Task goal:
Can you render each line of the items below as a JSON list of strings, one string per line and no blank lines?

Provided data:
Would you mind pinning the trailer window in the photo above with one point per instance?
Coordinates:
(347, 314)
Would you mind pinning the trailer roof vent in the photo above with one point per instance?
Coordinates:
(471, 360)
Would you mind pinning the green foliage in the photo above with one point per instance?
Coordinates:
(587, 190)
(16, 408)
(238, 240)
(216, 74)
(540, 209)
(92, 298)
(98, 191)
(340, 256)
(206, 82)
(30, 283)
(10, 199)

Right answer:
[
  "Would you mind pinning the trailer window in the photo above with one point per instance?",
  "Coordinates:",
  "(347, 314)",
  "Would you mind pinning the trailer roof vent in the photo above with one point per instance?",
  "Coordinates:",
  "(471, 360)",
  "Would you mind pinning the green foliage in the photo above with one point per instance?",
  "Coordinates:",
  "(587, 190)",
  "(16, 408)",
  "(238, 240)",
  "(216, 74)",
  "(540, 209)",
  "(92, 298)",
  "(98, 191)",
  "(340, 256)",
  "(206, 82)",
  "(30, 283)",
  "(10, 199)"
]